=== PROVIDED TEXT ===
*** Block opens ***
October 29, 2008 8:51 PM
answer to visitors comment # 3
Sorry your parents were not as warm hearted as they should of been, but to know you became an RN should have given them much Naches.
I believe your story, but I honestly feel your folks had a mental problem, which is an illness not much different than a physical problem, but harder to diagnose.
You need to get as close and as loving to your husband and children as possible, as this will over time heal your rage at your folks not being as kind to you as they should have been.
I wish you a most happy and healthy New Year,one filled with health, joy, prosperity and happiness.
And most important, thank G-d for giving you a husband and children you can nurture and love
October 29, 2008 2:21 PM
I find it hard to sympathize with the question. I am the mother of a teenager with Autism and another developmental disability . My husband and I are trying very hard to enable our child to be able to live on her own. We have discussed how to get her to able to have an apartment, what supports she will need. She
has many skills that we have worked on .At the same time, we are trying to not have our older children assume a lot of responsibility for her - especially after we are elderly or after we die.
We see parents enabling their children to NOT grow up- as if they own not just their children's problems but also their children's futures.
October 27, 2008 7:12 PM
My parents wanted me to fund their retirement
After paying my parents back with "rent" money for my nursing school education, I was most surprised at their strong arguments and cruel words about my wanting to get an apartment on my own....year: 1971. I finally went to work as a school nurse and lived in the infirmary on the college campus.
I married, had a family, and worked full-time until my father passed away from cancer. My mother moved into my husband's and my home.I found myself working fewer and fewer hours until finally my RN days were over. It was then I learned from my mother that she indeed meant it when she said that she did not want me to marry or have a family but to be a career woman and live at home, as she and my father wanted me to support them. Okay...genuine story...there may be others who feel pressured by their parents to do this. My parents also denied me any choice of career....I later learned...so that I could look after them in their old age. I did look after my mother until she passed away. My husband supported my doing so, as we have heard such awful reports from friends who had tried having their parents in nursing homes only to remove them and brought them into their homes for safety reasons.
October 25, 2008 10:01 PM
Today's society we want to shrug off responsibilities and have fun. The role models aren't people who mature and grow up but are adult-kids. peterpan and others are the role models.
May Hashem bless us with divine spirit and wisdom to grow up and accept responsibilities and be "Mature".
October 25, 2008 6:52 PM
comfort and enabling
Some people find it difficult to grow up because it is more comfortable staying where they are as when they were children, depending on how long they've been enabled by their parents....There are two kinds of people who still live with their parents: 1) "Freeloaders", 2) Those maintaining upkeep of the household performing any grunt work and chores as needed with a goal in mind to move out when the time is right economically.
*** Block closes ***
=== WHAT IS NEEDED ===
In the provided text, where did the commenter who became an RN live after taking a job as a school nurse?

=== RECORDS ===
*** Block opens ***
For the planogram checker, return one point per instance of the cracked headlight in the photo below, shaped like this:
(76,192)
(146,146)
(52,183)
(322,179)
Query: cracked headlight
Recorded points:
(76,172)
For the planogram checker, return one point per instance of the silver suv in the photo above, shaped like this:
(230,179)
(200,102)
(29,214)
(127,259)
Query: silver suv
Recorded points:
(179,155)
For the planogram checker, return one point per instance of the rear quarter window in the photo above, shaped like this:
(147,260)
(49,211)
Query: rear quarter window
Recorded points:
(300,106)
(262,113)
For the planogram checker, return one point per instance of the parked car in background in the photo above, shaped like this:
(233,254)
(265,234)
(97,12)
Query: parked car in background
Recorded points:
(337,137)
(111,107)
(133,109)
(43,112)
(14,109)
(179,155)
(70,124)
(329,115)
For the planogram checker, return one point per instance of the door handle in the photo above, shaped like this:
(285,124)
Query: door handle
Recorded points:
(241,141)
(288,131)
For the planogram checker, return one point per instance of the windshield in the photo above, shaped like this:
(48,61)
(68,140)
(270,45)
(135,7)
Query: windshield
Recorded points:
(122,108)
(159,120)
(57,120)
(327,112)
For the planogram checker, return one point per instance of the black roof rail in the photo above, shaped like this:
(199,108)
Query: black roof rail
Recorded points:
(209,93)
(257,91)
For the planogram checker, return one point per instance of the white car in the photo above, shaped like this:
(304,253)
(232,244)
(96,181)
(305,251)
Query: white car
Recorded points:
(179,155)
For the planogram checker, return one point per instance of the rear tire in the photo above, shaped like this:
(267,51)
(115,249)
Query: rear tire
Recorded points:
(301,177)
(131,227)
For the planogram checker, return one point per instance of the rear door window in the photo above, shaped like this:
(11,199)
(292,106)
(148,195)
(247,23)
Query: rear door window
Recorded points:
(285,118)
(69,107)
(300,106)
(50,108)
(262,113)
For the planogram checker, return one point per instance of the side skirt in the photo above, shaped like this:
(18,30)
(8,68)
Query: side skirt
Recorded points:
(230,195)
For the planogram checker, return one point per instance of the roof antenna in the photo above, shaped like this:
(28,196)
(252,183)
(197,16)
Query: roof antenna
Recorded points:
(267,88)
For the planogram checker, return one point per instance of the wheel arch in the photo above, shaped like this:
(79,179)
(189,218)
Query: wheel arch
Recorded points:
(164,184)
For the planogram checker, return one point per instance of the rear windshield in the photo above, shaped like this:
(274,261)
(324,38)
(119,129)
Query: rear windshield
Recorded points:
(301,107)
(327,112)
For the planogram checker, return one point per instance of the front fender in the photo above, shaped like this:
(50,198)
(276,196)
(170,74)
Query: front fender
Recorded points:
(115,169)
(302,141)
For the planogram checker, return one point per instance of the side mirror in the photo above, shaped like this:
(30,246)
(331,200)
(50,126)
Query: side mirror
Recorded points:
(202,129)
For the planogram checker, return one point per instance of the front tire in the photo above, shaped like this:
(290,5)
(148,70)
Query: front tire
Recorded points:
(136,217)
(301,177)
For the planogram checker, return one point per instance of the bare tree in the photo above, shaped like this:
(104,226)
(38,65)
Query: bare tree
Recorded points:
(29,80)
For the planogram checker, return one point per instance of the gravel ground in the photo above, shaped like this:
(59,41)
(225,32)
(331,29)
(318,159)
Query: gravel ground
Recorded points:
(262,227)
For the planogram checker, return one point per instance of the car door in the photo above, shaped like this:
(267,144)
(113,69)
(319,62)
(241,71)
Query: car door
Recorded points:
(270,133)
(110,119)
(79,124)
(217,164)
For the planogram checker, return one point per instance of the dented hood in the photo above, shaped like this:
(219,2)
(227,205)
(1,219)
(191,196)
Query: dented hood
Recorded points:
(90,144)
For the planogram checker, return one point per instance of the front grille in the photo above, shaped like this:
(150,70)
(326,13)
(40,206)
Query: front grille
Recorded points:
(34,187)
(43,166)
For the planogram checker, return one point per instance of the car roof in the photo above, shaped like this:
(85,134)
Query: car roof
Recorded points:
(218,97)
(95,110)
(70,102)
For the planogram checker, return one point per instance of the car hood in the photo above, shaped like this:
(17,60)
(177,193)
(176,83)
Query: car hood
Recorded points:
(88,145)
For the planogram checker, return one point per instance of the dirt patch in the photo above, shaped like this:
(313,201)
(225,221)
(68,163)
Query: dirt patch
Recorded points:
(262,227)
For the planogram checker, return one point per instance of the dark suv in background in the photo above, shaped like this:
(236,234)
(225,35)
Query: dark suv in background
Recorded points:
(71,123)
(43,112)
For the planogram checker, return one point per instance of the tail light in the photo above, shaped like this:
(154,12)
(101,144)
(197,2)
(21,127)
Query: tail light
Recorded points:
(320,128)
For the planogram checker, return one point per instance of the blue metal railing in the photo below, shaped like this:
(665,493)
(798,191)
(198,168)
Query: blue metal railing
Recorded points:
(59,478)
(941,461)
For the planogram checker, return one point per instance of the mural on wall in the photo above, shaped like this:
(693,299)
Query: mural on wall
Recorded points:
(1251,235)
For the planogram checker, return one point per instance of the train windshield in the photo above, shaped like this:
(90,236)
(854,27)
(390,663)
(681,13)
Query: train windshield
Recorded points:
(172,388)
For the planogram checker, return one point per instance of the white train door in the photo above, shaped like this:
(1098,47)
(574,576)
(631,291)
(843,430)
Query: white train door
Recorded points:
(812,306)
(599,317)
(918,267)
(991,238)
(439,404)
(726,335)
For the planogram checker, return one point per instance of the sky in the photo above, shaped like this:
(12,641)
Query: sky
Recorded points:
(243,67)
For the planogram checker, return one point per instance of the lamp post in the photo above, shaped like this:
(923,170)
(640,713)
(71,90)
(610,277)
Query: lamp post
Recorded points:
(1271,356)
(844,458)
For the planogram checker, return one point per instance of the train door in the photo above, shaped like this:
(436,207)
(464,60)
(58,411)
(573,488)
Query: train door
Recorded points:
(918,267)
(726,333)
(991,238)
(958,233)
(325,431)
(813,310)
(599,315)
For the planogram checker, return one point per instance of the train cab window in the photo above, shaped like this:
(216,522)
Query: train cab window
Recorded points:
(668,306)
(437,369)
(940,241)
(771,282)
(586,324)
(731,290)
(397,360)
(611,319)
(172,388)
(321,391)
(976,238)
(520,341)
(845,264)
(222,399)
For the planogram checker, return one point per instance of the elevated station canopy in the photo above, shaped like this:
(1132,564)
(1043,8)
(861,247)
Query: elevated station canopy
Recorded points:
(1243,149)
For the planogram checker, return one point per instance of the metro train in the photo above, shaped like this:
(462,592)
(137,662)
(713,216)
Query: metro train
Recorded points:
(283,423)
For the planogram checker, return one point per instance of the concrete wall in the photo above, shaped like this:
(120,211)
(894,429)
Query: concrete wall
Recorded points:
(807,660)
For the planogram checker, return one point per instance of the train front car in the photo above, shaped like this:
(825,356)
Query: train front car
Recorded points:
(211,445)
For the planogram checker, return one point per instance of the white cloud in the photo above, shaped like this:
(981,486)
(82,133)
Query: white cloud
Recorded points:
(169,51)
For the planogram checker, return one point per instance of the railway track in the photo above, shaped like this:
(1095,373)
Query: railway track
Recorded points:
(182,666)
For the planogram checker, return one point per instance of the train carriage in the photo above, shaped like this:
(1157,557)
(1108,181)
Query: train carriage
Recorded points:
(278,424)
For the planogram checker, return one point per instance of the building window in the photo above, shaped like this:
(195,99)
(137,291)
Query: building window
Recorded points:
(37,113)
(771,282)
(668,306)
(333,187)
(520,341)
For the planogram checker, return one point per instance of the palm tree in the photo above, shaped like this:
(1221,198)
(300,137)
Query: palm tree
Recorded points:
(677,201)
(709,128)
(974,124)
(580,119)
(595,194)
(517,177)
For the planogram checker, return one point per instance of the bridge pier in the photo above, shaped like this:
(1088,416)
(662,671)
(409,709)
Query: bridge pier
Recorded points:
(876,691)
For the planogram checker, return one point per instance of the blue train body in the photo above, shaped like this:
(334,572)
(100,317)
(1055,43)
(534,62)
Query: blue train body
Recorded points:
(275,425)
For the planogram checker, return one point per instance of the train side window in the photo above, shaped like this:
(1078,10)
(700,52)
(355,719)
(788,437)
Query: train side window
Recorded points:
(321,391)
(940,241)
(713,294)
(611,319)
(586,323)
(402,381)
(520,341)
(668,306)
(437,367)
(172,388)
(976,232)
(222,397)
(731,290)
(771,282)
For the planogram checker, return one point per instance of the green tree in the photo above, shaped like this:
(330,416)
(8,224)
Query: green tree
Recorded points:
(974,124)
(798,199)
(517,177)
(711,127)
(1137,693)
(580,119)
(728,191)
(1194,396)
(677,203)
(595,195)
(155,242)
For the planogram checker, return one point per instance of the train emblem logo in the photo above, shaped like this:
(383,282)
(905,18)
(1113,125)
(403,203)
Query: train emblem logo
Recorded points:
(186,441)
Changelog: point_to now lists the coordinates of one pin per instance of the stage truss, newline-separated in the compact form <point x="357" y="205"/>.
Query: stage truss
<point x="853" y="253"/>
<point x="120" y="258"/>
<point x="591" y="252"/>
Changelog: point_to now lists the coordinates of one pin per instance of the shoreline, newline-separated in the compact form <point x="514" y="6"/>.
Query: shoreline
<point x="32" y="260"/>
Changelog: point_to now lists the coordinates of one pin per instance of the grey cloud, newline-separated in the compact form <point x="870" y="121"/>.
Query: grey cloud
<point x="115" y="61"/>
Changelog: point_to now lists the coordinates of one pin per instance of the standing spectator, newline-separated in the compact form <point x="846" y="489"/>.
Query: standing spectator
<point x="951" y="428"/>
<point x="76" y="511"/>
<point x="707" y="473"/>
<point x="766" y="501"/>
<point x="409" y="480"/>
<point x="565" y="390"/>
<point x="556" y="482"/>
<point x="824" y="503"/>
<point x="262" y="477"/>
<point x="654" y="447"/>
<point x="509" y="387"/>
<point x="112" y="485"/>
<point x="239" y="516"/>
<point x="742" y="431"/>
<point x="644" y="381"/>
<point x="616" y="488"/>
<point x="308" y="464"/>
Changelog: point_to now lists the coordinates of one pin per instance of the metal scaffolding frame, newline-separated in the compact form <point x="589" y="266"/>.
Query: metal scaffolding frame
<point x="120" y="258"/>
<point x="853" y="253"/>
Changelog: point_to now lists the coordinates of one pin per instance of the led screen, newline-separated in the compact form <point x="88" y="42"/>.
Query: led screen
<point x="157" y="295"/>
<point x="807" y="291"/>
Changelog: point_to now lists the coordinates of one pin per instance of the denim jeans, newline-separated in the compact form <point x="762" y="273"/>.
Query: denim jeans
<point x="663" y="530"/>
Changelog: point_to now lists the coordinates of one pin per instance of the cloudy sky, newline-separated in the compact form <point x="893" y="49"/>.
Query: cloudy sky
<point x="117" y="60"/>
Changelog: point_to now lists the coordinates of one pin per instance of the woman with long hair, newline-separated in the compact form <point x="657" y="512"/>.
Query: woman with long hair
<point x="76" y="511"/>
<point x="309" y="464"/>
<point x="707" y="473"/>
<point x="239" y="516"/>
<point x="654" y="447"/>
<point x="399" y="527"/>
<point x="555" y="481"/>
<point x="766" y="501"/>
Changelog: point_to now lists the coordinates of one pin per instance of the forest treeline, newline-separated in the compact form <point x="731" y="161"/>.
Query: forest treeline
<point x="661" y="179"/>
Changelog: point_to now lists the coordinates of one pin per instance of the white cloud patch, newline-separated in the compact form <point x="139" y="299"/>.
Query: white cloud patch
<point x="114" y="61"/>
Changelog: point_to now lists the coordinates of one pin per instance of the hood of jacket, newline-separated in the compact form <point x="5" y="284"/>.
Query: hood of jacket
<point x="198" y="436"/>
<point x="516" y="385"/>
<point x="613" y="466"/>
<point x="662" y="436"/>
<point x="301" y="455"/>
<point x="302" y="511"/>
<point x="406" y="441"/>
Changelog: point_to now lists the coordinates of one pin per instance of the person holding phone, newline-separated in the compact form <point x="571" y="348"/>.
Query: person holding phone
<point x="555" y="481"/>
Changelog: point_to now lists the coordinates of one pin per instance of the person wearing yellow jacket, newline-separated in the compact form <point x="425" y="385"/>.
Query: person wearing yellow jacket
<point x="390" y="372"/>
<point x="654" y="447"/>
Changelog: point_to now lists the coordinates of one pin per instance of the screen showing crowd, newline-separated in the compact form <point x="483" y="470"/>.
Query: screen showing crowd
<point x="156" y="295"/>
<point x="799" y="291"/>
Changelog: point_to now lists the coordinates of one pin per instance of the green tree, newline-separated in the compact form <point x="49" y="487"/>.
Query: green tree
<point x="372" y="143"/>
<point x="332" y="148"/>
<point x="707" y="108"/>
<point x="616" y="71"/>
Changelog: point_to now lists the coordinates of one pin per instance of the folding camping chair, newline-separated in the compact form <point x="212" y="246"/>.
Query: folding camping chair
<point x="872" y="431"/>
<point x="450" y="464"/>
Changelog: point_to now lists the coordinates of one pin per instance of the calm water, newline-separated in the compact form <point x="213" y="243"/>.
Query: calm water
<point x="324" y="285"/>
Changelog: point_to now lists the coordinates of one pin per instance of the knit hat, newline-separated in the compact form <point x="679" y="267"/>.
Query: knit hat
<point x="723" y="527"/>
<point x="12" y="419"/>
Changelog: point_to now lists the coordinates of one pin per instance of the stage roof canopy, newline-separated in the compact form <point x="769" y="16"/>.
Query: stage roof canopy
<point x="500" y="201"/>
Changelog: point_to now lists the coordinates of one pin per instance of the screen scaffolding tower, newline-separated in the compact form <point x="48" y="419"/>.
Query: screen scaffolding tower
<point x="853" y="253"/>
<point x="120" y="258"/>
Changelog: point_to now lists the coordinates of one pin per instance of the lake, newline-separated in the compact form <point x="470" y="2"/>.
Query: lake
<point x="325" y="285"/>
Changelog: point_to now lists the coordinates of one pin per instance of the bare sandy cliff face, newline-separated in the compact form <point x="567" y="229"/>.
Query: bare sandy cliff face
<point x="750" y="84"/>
*** Block closes ***
=== EXERCISE RESULT ===
In the infirmary on the college campus.